> [Text extract]
Although it is less important to the overall user experience, I often find myself justifying design decisions based solely on the branding standards of the organization. Sometimes, things are the way they are because the company has a specific image it’s trying to establish and our applications have to reflect this, as well. This is more true with the use of color, fonts, or language than with specific interactions but it’s important to call out. If you chose that style because that’s what the marketing department told you to do, bring that to the attention of your stakeholders.

Sometimes, application design can be a good opportunity to work with and help an organization develop their brand identity. Even though it’s not usually an explicit part of the UX process, some organizations don’t have standards that include styles for elements such as buttons, drop-down lists, and checkboxes. As a result, we might have a chance to help them evolve their standards documentation with our own style guide and move their visual identity in a positive direction. Marketing people probably aren’t thinking about interface controls and are usually happy to have your voice in the process of updating those standards with a common design language. The standards they create will be based largely on their needs, like print ads and direct mailers. Helping them understand where we’ve run into problems can shape the conversation of branding to expand and include other elements that might not previously have been considered. The end result is better collaboration and a more comprehensive branding guide. That makes stakeholders happy, too.

Design

Often, we have design reasons for why we did what we did. I find there are three common ways of describing my decision for design reasons:

  • “Uses a common design pattern”
  • “Draws the user’s attention”
  • “Creates a flow for the user”

“USES A COMMON DESIGN PATTERN”

Designers spend a lot of time on other sites, apps, and devices learning about the newest useful design patterns, and so we naturally choose patterns that make the most sense to our audience and context. Every few months, new patterns emerge that challenge our thinking about device and system interaction while we all wait to see which ones catch on. It can be risky to choose a pattern that doesn’t have a track record, but purposefully choosing a pattern because it is widely understood in the market is a great way to build a case for your decisions.

Your stakeholders are probably not aware of the concept of “patterns” in UI design, so you want to be careful not to make them feel like an outsider. Help your stakeholders understand that because this consistency in the experience is so important, changing an expected pattern in one context will have the ripple effect of needing to use the same pattern in other places throughout the app. It’s not merely an isolated decision. We want to create consistency so the user will know what to expect.

Also tricky with patterns is that there is a lot of subjectivity in choosing them. Unless your project has a well-defined design language and robust style guide, you’ll be on your own in making the initial choices about what patterns work well for your users until you can test them. And even then, there’s a great deal of subjectivity. So remember that design patterns are meant to provide consistency and set a user’s expectations about what interactions will take place. Beyond that, it’s fruitless to argue over which one works without solid research to suggest otherwise.

> [Exercise 1] Summarize the passage on justifying design decisions in two sentences.

> [Input for this task]
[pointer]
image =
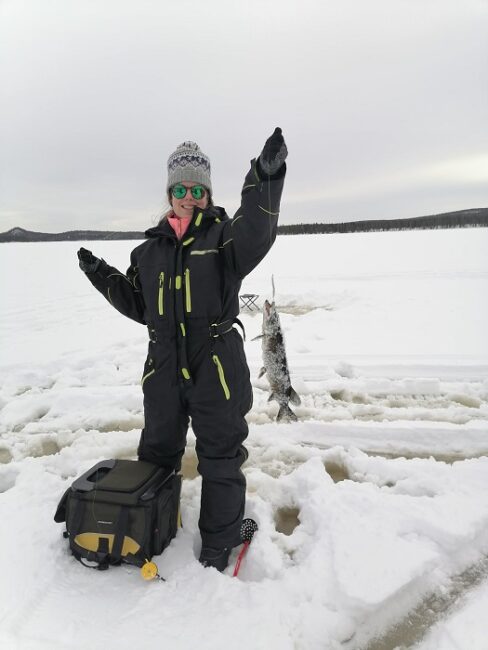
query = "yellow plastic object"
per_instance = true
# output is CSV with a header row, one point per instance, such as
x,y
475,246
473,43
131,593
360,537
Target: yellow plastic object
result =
x,y
149,571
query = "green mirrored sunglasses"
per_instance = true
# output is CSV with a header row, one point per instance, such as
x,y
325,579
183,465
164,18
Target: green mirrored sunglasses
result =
x,y
179,191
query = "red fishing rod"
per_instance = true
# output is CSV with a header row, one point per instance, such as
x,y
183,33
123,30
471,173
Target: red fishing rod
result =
x,y
248,528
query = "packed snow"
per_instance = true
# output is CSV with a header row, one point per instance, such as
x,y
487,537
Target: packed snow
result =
x,y
372,508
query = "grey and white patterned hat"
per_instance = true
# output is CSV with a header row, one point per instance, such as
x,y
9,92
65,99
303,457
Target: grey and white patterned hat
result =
x,y
189,163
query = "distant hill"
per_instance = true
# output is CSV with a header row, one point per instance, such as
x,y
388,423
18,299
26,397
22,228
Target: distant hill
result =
x,y
477,217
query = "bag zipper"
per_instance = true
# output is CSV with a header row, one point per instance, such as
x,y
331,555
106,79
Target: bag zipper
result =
x,y
220,370
161,294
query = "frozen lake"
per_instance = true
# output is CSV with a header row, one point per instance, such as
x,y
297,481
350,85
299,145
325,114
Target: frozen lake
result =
x,y
373,507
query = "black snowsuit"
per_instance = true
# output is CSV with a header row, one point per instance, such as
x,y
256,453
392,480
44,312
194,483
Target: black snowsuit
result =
x,y
186,292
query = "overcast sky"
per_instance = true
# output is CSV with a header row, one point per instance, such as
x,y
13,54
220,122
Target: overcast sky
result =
x,y
383,104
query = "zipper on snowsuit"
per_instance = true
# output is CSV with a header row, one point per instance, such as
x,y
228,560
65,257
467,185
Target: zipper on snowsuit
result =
x,y
148,374
220,370
161,294
188,290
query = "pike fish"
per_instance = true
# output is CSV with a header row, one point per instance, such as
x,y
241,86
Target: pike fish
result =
x,y
275,364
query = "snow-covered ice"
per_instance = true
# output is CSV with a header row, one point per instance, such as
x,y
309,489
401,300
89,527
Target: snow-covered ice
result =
x,y
373,507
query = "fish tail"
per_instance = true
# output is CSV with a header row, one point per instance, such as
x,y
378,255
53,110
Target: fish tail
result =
x,y
286,414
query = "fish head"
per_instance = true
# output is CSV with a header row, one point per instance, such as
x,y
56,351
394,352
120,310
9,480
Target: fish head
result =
x,y
271,320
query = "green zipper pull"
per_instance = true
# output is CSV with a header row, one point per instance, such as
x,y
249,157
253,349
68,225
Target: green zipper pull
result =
x,y
220,370
161,294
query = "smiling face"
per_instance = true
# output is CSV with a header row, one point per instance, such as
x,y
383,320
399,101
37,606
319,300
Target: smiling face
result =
x,y
184,207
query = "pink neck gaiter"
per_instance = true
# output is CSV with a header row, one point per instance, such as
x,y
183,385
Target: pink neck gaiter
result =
x,y
179,224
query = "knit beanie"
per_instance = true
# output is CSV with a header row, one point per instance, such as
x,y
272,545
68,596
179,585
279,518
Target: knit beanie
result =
x,y
189,163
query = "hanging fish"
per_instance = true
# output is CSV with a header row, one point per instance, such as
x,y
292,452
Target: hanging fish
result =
x,y
275,364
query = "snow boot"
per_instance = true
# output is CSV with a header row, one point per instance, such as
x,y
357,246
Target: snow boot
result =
x,y
216,557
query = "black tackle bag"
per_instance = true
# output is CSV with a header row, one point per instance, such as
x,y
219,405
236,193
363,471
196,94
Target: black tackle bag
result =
x,y
121,511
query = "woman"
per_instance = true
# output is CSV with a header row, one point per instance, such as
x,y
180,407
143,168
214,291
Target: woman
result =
x,y
183,284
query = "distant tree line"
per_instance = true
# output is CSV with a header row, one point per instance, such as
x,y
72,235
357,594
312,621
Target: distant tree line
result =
x,y
461,219
477,218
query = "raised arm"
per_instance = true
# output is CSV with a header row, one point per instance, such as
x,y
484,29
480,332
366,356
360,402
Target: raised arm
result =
x,y
252,231
122,291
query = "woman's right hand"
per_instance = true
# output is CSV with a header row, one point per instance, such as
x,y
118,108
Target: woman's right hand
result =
x,y
87,261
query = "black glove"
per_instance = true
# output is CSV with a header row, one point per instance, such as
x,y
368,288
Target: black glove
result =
x,y
273,154
88,262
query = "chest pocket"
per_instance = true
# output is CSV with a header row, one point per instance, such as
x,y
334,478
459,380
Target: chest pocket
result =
x,y
202,282
156,286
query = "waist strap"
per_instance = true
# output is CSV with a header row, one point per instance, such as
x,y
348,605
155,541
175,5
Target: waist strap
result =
x,y
214,330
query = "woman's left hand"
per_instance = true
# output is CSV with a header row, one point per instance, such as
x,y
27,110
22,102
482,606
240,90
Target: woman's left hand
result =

> [Exercise 2] Extract every line of the records that contains the string "chest".

> [Answer 1] Design decisions are sometimes justified by an organization's branding standards, and application design can offer a chance to help an organization develop its brand identity, which leads to better collaboration and a more comprehensive branding guide. Choosing a design pattern because it is widely understood is a great way to build a case for a decision, though stakeholders should understand that patterns create consistency across the app and that choosing them involves a great deal of subjectivity.

> [Answer 2]
query = "chest pocket"
Target: chest pocket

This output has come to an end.